Rewrite the listing below as a numbered list, leaving out any blank lines.
Start DATA PROVIDED
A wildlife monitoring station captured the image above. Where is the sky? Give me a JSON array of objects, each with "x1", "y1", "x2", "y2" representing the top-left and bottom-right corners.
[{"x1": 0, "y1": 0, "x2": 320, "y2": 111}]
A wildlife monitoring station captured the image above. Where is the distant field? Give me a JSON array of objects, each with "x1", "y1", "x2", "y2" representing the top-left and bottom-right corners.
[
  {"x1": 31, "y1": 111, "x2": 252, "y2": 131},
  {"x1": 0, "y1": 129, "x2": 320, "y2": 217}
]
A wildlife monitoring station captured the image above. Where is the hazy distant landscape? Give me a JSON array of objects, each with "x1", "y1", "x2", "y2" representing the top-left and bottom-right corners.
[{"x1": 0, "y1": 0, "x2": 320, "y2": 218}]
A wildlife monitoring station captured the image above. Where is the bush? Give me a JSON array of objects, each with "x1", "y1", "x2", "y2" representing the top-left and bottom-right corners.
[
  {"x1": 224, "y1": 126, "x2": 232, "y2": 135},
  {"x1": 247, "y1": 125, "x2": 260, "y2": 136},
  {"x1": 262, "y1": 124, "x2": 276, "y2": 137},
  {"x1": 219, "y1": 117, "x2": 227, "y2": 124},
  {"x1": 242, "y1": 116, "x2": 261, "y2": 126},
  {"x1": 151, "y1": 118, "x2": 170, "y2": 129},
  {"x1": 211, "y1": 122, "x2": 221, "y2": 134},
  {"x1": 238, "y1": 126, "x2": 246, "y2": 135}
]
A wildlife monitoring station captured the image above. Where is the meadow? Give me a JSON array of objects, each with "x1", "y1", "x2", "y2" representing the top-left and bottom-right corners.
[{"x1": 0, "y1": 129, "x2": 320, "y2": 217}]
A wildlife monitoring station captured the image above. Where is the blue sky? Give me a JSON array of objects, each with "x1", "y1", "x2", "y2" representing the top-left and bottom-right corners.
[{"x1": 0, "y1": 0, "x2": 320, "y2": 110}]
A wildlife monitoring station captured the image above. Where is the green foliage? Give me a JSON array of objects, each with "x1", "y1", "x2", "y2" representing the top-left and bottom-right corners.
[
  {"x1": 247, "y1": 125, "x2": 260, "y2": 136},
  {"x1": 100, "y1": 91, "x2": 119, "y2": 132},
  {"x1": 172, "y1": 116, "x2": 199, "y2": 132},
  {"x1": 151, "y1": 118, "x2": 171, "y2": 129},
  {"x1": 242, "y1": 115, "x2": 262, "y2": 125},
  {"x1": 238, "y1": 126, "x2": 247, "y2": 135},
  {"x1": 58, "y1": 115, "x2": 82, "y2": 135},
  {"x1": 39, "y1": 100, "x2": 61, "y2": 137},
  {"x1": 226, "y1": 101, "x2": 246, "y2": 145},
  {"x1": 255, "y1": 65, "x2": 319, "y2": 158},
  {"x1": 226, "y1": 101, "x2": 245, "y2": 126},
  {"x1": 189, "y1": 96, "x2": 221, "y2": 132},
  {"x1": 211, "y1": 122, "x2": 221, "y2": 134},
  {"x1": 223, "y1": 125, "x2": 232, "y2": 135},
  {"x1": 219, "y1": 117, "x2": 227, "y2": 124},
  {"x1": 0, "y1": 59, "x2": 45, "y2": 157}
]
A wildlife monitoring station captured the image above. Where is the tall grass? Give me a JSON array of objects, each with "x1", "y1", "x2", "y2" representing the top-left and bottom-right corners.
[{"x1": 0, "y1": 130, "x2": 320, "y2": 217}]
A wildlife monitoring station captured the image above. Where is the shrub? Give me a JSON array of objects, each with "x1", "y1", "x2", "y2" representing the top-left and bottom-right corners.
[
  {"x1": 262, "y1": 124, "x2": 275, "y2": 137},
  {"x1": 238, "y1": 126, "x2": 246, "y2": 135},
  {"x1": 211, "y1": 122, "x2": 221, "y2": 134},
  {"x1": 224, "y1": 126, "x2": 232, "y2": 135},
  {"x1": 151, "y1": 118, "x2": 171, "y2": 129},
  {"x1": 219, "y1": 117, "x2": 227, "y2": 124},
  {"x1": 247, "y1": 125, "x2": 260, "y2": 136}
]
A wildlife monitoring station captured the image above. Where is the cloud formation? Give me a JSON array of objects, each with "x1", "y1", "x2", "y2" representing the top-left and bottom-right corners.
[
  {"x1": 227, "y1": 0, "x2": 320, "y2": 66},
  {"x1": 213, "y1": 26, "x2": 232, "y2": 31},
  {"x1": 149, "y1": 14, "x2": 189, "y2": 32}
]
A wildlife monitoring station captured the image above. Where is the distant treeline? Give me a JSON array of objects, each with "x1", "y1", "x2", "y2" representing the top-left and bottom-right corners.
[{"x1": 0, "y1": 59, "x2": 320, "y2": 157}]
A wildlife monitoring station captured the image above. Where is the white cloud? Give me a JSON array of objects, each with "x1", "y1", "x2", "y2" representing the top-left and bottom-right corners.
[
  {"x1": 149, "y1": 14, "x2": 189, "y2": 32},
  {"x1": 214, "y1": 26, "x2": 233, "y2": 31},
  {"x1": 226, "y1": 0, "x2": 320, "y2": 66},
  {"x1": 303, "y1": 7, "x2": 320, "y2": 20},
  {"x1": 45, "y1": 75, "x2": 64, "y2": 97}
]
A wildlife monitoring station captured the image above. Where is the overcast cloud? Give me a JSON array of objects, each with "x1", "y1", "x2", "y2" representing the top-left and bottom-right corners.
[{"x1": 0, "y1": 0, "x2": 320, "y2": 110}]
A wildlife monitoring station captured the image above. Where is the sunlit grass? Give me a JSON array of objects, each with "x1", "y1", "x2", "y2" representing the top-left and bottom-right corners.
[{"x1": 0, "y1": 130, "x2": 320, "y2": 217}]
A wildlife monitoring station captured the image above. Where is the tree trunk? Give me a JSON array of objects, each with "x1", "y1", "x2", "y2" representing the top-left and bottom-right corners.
End DATA PROVIDED
- CORRECT ANSWER -
1. A wildlife monitoring station captured the image above. Where is the sky? Give me a JSON array of objects, each with "x1", "y1", "x2", "y2" representing the top-left and bottom-right corners.
2. [{"x1": 0, "y1": 0, "x2": 320, "y2": 111}]
3. A wildlife monitoring station captured the image above. Where is the distant field? Give me a JSON array of objects, each with "x1", "y1", "x2", "y2" representing the top-left and bottom-right corners.
4. [
5.   {"x1": 31, "y1": 111, "x2": 252, "y2": 131},
6.   {"x1": 0, "y1": 129, "x2": 320, "y2": 217}
7. ]
8. A wildlife monitoring station captured the image above. Where is the hazy distant landscape? Give me a JSON array of objects, each with "x1", "y1", "x2", "y2" representing the top-left and bottom-right corners.
9. [{"x1": 0, "y1": 0, "x2": 320, "y2": 218}]
10. A wildlife monitoring station captured the image above. Where is the bush? Give me a JSON array of objects, each with "x1", "y1", "x2", "y2" representing the top-left and bottom-right corners.
11. [
12.   {"x1": 224, "y1": 126, "x2": 232, "y2": 135},
13.   {"x1": 247, "y1": 125, "x2": 260, "y2": 136},
14.   {"x1": 262, "y1": 124, "x2": 276, "y2": 137},
15.   {"x1": 219, "y1": 117, "x2": 227, "y2": 124},
16.   {"x1": 242, "y1": 116, "x2": 261, "y2": 126},
17.   {"x1": 151, "y1": 118, "x2": 170, "y2": 129},
18.   {"x1": 211, "y1": 122, "x2": 221, "y2": 134},
19.   {"x1": 238, "y1": 126, "x2": 246, "y2": 135}
20. ]
21. A wildlife monitoring station captured the image above. Where is the meadow? Give me a JSON array of objects, each with "x1", "y1", "x2", "y2" representing the top-left and bottom-right corners.
22. [{"x1": 0, "y1": 129, "x2": 320, "y2": 217}]
23. A wildlife monitoring station captured the image above. Where is the blue sky? Give me a JSON array of objects, each with "x1", "y1", "x2", "y2" representing the top-left and bottom-right corners.
24. [{"x1": 0, "y1": 0, "x2": 320, "y2": 110}]
25. A wildlife monitoring station captured the image above. Where is the green foliage? Give me a JSON array of objects, each with "x1", "y1", "x2", "y2" representing the top-left and bottom-right corners.
26. [
27.   {"x1": 247, "y1": 125, "x2": 260, "y2": 136},
28.   {"x1": 100, "y1": 91, "x2": 119, "y2": 132},
29.   {"x1": 172, "y1": 116, "x2": 199, "y2": 132},
30.   {"x1": 151, "y1": 118, "x2": 171, "y2": 129},
31.   {"x1": 242, "y1": 115, "x2": 262, "y2": 125},
32.   {"x1": 238, "y1": 126, "x2": 247, "y2": 135},
33.   {"x1": 58, "y1": 115, "x2": 82, "y2": 135},
34.   {"x1": 39, "y1": 100, "x2": 61, "y2": 137},
35.   {"x1": 226, "y1": 101, "x2": 246, "y2": 145},
36.   {"x1": 255, "y1": 65, "x2": 319, "y2": 158},
37.   {"x1": 226, "y1": 101, "x2": 245, "y2": 126},
38.   {"x1": 189, "y1": 96, "x2": 221, "y2": 132},
39.   {"x1": 211, "y1": 122, "x2": 221, "y2": 134},
40.   {"x1": 223, "y1": 125, "x2": 232, "y2": 135},
41.   {"x1": 219, "y1": 117, "x2": 227, "y2": 124},
42.   {"x1": 0, "y1": 59, "x2": 45, "y2": 157}
43. ]
44. A wildlife monitoring station captured the image above. Where is the tall grass? Give me a JSON array of objects, each with "x1", "y1", "x2", "y2" representing the top-left and bottom-right corners.
45. [{"x1": 0, "y1": 130, "x2": 320, "y2": 217}]
46. A wildlife monitoring station captured the image above. Where is the shrub? Give me a JSON array of objects, each with "x1", "y1", "x2", "y2" representing the top-left and bottom-right corners.
47. [
48.   {"x1": 262, "y1": 124, "x2": 275, "y2": 137},
49.   {"x1": 238, "y1": 126, "x2": 246, "y2": 135},
50.   {"x1": 211, "y1": 122, "x2": 221, "y2": 134},
51.   {"x1": 224, "y1": 126, "x2": 232, "y2": 135},
52.   {"x1": 151, "y1": 118, "x2": 171, "y2": 129},
53.   {"x1": 219, "y1": 117, "x2": 227, "y2": 124},
54.   {"x1": 247, "y1": 125, "x2": 260, "y2": 136}
55. ]
56. A wildlife monitoring station captured the image above. Where is the cloud formation? Give me a JSON array of objects, each with "x1", "y1", "x2", "y2" representing the top-left and bottom-right corners.
57. [
58.   {"x1": 227, "y1": 0, "x2": 320, "y2": 66},
59.   {"x1": 213, "y1": 26, "x2": 232, "y2": 31},
60.   {"x1": 149, "y1": 14, "x2": 189, "y2": 32}
61. ]
62. A wildlife monitoring station captured the image above. Where is the distant treeline? Give me a JSON array of objects, each with "x1", "y1", "x2", "y2" representing the top-left and bottom-right corners.
63. [{"x1": 0, "y1": 59, "x2": 320, "y2": 157}]
64. A wildlife monitoring station captured the image above. Where is the white cloud? Give me a JSON array of objects, each with "x1", "y1", "x2", "y2" representing the top-left and bottom-right corners.
65. [
66.   {"x1": 149, "y1": 14, "x2": 189, "y2": 32},
67.   {"x1": 214, "y1": 26, "x2": 233, "y2": 31},
68.   {"x1": 226, "y1": 0, "x2": 320, "y2": 66},
69.   {"x1": 303, "y1": 7, "x2": 320, "y2": 20},
70.   {"x1": 45, "y1": 75, "x2": 64, "y2": 97}
71. ]
72. A wildlife monitoring station captured the image above. Where is the overcast cloud? Give me a JSON array of objects, each with "x1", "y1", "x2", "y2" representing the top-left and bottom-right corners.
73. [{"x1": 0, "y1": 0, "x2": 320, "y2": 110}]
74. A wildlife monitoring station captured the image above. Where is the sunlit grass? Give me a JSON array of objects, each with "x1", "y1", "x2", "y2" representing the top-left and bottom-right corners.
75. [{"x1": 0, "y1": 130, "x2": 320, "y2": 217}]
76. A wildlife monitoring station captured the image above. Where is the tree trunk? Give me a JSON array of objects, each with "x1", "y1", "x2", "y2" representing the top-left and bottom-right corners.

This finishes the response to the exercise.